Canadian Stamp Auctions
Stamp Market Commentary
Commentary No. 78 - 17 December, 2005
Some of Canada’s Rarest Stamps
The Canadian postal authorities have issued many rare stamps over the years. The odd thing is that in most cases, neither they nor the philatelic community knew about it at the time! Collectors who are savvy watch carefully for anything unusual coming out of Canada Post’s current offerings, such as a change of printer or a change of perforation. They compare a regular stamp with its counterpart as a coil or booklet and look for differences. Every once in awhile there’s a “find” and when this happens it is always very exciting.
But the truly rare stamps don’t seem to be found this way. They are either the one in a million exception where something goes wrong with a printing press and the unusual item is sold over the counter at the Post Office without anyone noticing at the time, or they are sneaked out the back door of the printers despite all security precautions. Sometimes they pop up right away or, on occasion, the owner hangs onto them for years, perhaps even until his or her estate is settled. Then out it comes at auction or in a private treaty sale and the stamp community takes notice.
We have selected a fairly well known group of rare Canadian stamps to show you. Some, but not all, are recognized in the catalogues. All are unique, or almost so. At the end of the commentary we provide details of some stamps that are so rare that we could not find their image anywhere. We would appeal to you our viewers to help us find these images if you can.
Here, then, are some of Canada’s rarest stamps:
There is only known copy of the rare imperforate pair of the 5¢ Large Queen. It last sold for $5,750 in 1986 when Maresch offered it as part of the well known Julian Smith Collection. It had been in the Dale-Lichtenstein Collection at one time. It currently has a value of $11,000 in Scotts Catalogue.
This, of course, is the 2¢ Large Queen on laid paper. There are only two copies known, both of which are used. This is the finer of the two. We have no record of these two stamps being sold at auction and therefore assume that their transfer in the past from one owner to another has been through a dealer.
Scott 37a var
This 3¢ rose imperforate single from the 1871 printing of the Small Queen set comes with a huge left margin showing traces of the next stamp. You’ll need your magnifying glass to see them. It was probably caused by a fold over as there are no recorded imperforate pairs of this shade. It sold at a Maresch sale in 1999 for $115. It is the only copy we know of.
Scott 38 var
There is no known imperforate pair of the 5¢ slate green Small Queen. Despite this, in 1976 this pair, described as an imperforate pair of the slate green stamp, Montreal printing, was offered in a Sisson’s sale. It sold for $210.
This dark yellow brown imperforate strip of 3 (from a Montreal 1988 plate) is listed in the Unitrade catalogue at a value of $3,500. We have a record of it selling in a Maresch sale in 1996 at which time it sold for $1,500. According to Unitrade, this strip of 3 is unique.
According to Unitrade, there are only 2 known pairs of this variety, which consists of a vertical pair that is imperforate horizontally. Unitrade gives it a price of $5000. The pair we have illustrated here comes from a 1971 sale by Sissons and was described as “2¢ red vertical pair- imperf between, top stamp heavily hinged, fine & rare – a new discovery, possibly unique”. It sold for $360. A number of years ago, we showed this particular stamp to a well-known auctioneer in Toronto and he questioned whether it was genuine.

§ §

In the stamp commentary, what price did the imperforate pair of the 5¢ Large Queen fetch when it last sold in 1986?

Data extract:
§ §

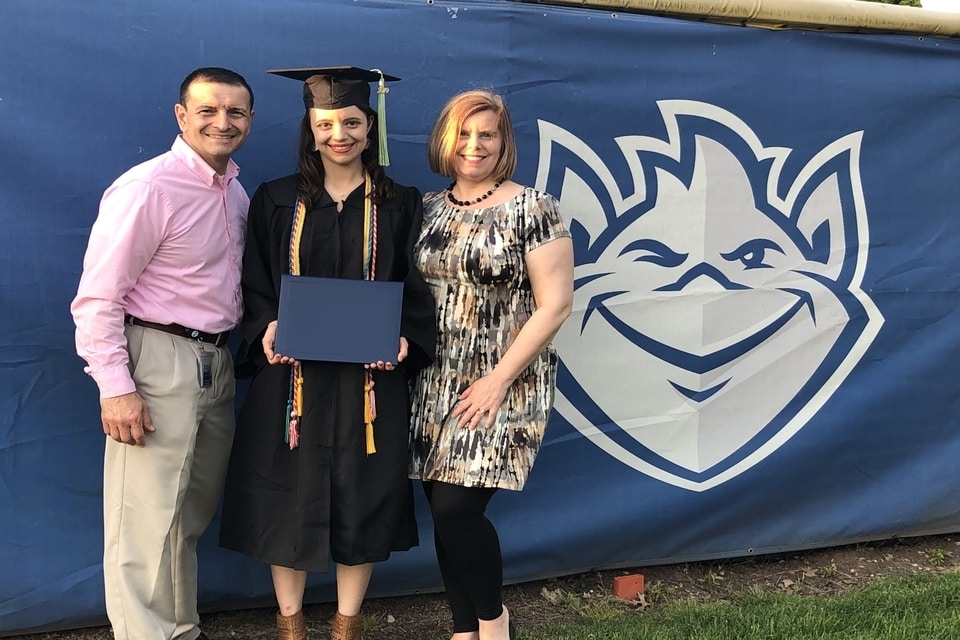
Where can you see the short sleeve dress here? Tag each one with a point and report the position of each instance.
(473, 260)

§ §

Output for this task: $5,750